▶ _EXERCISE DIRECTIONS_
Wherever a picture appears in the listing below, leave it out and reproduce the rest exactly.

▶ _INPUT_
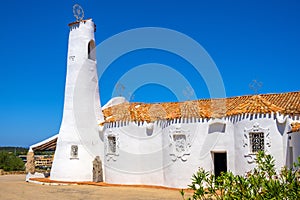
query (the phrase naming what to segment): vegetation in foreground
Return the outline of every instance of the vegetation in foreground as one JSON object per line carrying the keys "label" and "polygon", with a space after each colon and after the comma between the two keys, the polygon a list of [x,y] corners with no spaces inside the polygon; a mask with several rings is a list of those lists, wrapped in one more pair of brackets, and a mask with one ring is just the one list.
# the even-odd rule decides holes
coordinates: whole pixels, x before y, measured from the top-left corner
{"label": "vegetation in foreground", "polygon": [[25,164],[21,158],[7,151],[0,151],[0,169],[4,171],[23,171]]}
{"label": "vegetation in foreground", "polygon": [[[257,166],[245,176],[222,173],[219,177],[199,169],[193,175],[191,199],[298,199],[300,196],[300,157],[294,168],[275,170],[274,158],[264,152],[257,154]],[[183,199],[184,191],[181,191]]]}

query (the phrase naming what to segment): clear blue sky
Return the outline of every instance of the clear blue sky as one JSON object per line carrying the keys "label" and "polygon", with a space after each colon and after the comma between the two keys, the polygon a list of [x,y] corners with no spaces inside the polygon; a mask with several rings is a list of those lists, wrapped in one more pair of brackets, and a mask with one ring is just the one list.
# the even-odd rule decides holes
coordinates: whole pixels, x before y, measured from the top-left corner
{"label": "clear blue sky", "polygon": [[[227,96],[299,91],[300,3],[297,0],[43,0],[3,1],[0,31],[0,146],[24,146],[59,131],[64,98],[68,23],[79,3],[97,24],[96,43],[125,30],[164,27],[201,44],[217,65]],[[193,70],[167,52],[137,51],[117,60],[100,80],[101,103],[111,97],[121,65],[150,62]],[[178,66],[177,66],[178,67]],[[123,71],[124,71],[123,70]],[[198,97],[209,97],[201,77],[191,78]],[[126,85],[125,85],[126,87]],[[159,95],[155,95],[159,94]],[[134,101],[174,101],[159,85],[139,88]]]}

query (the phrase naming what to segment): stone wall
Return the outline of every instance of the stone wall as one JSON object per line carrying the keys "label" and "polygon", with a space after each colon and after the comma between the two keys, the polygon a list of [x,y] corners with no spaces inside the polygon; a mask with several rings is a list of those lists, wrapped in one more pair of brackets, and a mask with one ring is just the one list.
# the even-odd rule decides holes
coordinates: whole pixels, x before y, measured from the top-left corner
{"label": "stone wall", "polygon": [[34,165],[34,153],[31,151],[28,151],[27,153],[27,163],[26,166],[26,172],[34,174],[35,172],[35,165]]}
{"label": "stone wall", "polygon": [[0,169],[0,176],[1,175],[15,175],[15,174],[26,174],[25,171],[10,171],[10,172],[6,172],[3,169]]}

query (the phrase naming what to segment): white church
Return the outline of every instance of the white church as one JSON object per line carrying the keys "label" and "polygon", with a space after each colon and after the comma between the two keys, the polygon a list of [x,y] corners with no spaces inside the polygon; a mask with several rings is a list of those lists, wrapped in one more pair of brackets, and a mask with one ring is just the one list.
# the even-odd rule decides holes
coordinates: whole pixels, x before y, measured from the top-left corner
{"label": "white church", "polygon": [[[50,180],[187,188],[199,169],[243,175],[259,150],[291,166],[300,155],[300,92],[174,103],[100,105],[95,24],[69,24],[59,134],[30,147],[55,149]],[[27,163],[27,178],[35,177]]]}

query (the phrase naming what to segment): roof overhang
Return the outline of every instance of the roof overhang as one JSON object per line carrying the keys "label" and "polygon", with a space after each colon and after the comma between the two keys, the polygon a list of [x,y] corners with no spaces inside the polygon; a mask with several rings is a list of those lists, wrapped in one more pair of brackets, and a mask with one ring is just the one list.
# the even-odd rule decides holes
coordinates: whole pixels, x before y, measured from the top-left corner
{"label": "roof overhang", "polygon": [[31,145],[29,151],[55,151],[58,134],[46,140]]}

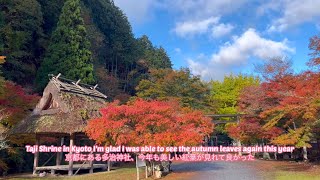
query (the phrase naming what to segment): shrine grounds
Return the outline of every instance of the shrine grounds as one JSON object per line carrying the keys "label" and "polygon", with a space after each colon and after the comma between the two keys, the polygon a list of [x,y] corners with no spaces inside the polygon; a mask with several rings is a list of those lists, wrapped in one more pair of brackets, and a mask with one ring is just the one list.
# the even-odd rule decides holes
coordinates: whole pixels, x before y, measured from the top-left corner
{"label": "shrine grounds", "polygon": [[[251,162],[174,162],[173,172],[161,178],[173,179],[200,179],[200,180],[233,180],[233,179],[279,179],[279,180],[309,180],[320,178],[320,165],[295,161],[266,161]],[[141,168],[141,176],[144,170]],[[134,164],[113,168],[110,172],[95,172],[68,177],[67,174],[52,177],[33,177],[31,174],[21,174],[8,177],[9,179],[70,179],[70,180],[136,180]],[[148,179],[152,179],[149,177]]]}

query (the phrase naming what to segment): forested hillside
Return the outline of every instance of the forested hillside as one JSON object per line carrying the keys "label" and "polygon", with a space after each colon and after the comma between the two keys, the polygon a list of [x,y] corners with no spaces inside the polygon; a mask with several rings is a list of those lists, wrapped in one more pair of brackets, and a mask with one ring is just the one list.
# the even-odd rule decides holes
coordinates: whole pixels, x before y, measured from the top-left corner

▶ _SOLVED EXERCISE_
query (the phrase naming what to segment): vegetation in foreground
Return the outline of every instance of the vegetation in foreground as one JSON object per line carrying the keys "label" and "polygon", with a space after each colon and after the comma between the two keys, the polygon a list of [x,y] corners with no spaces inside the polygon; a mask with several rings is a list of those lists, wrapped in one more pair of brackets, and a mask with one ring is just the one list.
# the even-odd rule decides holes
coordinates: whole pixels, x before y, measured from the top-left corner
{"label": "vegetation in foreground", "polygon": [[25,164],[21,158],[7,151],[0,151],[0,169],[4,171],[23,171]]}
{"label": "vegetation in foreground", "polygon": [[[257,166],[245,176],[222,173],[219,177],[199,169],[193,175],[191,199],[298,199],[300,196],[300,157],[294,168],[275,170],[274,158],[264,152],[257,154]],[[183,199],[184,191],[181,191]]]}

query (the phrase naming what to segment): clear blue sky
Return the outline of every instance of the clear blue sky as one JSON object per line carrying the keys "label" and "polygon", with a space after each colon and after the comma between the two keys, the polygon a list of [x,y] corners with no spaces inside the polygon; a mask with several rings is a list of those lists, wrapped in one more pair of brackets, and a mask with one ring is just the one list.
# the even-odd rule decides holes
coordinates: whole pixels, x before y, measured from the top-left corner
{"label": "clear blue sky", "polygon": [[[227,96],[299,91],[300,3],[297,0],[43,0],[3,1],[0,31],[0,146],[24,146],[59,131],[64,98],[68,23],[79,3],[97,24],[96,43],[125,30],[164,27],[201,44],[217,65]],[[193,70],[167,52],[137,51],[117,60],[100,80],[101,103],[111,97],[121,65],[150,62]],[[178,66],[177,66],[178,67]],[[123,71],[124,71],[123,70]],[[198,97],[209,97],[201,77],[191,78]],[[126,85],[125,85],[126,87]],[[159,95],[155,95],[159,94]],[[134,101],[174,101],[159,85],[139,88]]]}

query (the phrase naming what to segment): stone wall
Return the outline of every instance of the stone wall as one JSON object per line carrying the keys "label" and "polygon", with a space after each colon and after the comma between the two keys, the polygon a list of [x,y] corners with no spaces inside the polygon; a mask with several rings is a list of those lists, wrapped in one more pair of brackets, and a mask with one ring is just the one list.
# the even-odd rule decides holes
coordinates: whole pixels, x before y, measured from the top-left corner
{"label": "stone wall", "polygon": [[34,165],[34,153],[31,151],[28,151],[27,153],[27,163],[26,166],[26,172],[34,174],[35,172],[35,165]]}
{"label": "stone wall", "polygon": [[0,169],[0,176],[1,175],[15,175],[15,174],[26,174],[25,171],[10,171],[10,172],[6,172],[3,169]]}

query (the phrase naming what to segment): white church
Return the outline of every instance of the white church as one JSON object per line carrying the keys "label" and "polygon", with a space after each colon and after the comma between the two keys, the polygon a list of [x,y] corners with no spaces inside the polygon; a mask with several rings is a list of those lists, wrapped in one more pair of brackets, and a mask with one ring is just the one list.
# the even-odd rule decides holes
coordinates: whole pixels, x before y, measured from the top-left corner
{"label": "white church", "polygon": [[[50,180],[187,188],[199,169],[243,175],[259,150],[291,166],[300,155],[300,92],[174,103],[100,105],[95,24],[69,24],[59,134],[30,147],[55,149]],[[27,163],[27,178],[35,177]]]}

query (the phrase naming what to segment): roof overhang
Return the outline of every instance of the roof overhang as one JSON object per line carrying the keys "label" and "polygon", with a space after each colon and after the comma between the two keys, the polygon a list of [x,y] corners with no spaces inside the polygon; a mask with several rings is a list of those lists, wrapped in one more pair of brackets, and a mask with one ring is just the one list.
# the even-odd rule decides holes
coordinates: whole pixels, x before y, measured from the top-left corner
{"label": "roof overhang", "polygon": [[31,145],[29,151],[55,151],[58,134],[46,140]]}

query (the phrase naming what to segment): shrine grounds
Return the outline of every instance of the shrine grounds as one JSON object per line carrying the keys "label" and "polygon", with a space after each colon and after the comma between the two keys, the polygon a list of [x,y] corners with no spaces inside the polygon; a mask with several rings is a list of those lists, wrapped in one more pair of brackets, and a mask with one ring is just the one list.
# the even-odd rule decides holes
coordinates: whole pixels, x before y, measured from the top-left corner
{"label": "shrine grounds", "polygon": [[[251,162],[174,162],[173,172],[161,178],[173,179],[200,179],[200,180],[233,180],[233,179],[279,179],[279,180],[309,180],[320,178],[320,165],[295,161],[266,161]],[[141,168],[141,176],[144,170]],[[134,164],[113,168],[110,172],[95,172],[68,177],[67,174],[52,177],[33,177],[31,174],[21,174],[8,177],[9,179],[70,179],[70,180],[136,180]],[[148,179],[152,179],[149,177]]]}

query (the phrase naming what to segment): forested hillside
Return the outline of every instance of the forested hillside as one JSON object per line carrying the keys "label" and "polygon", with a space after each colon and after the comma between the two keys, the polygon a list of [x,y] corners with no spaces inside the polygon; a mask with several rings is a list of those lists, wrapped in one more pair of brackets, and a mask with one ring is just the one list.
# the even-odd rule decides holes
coordinates: whole pixels, x before y, measured from the top-left corner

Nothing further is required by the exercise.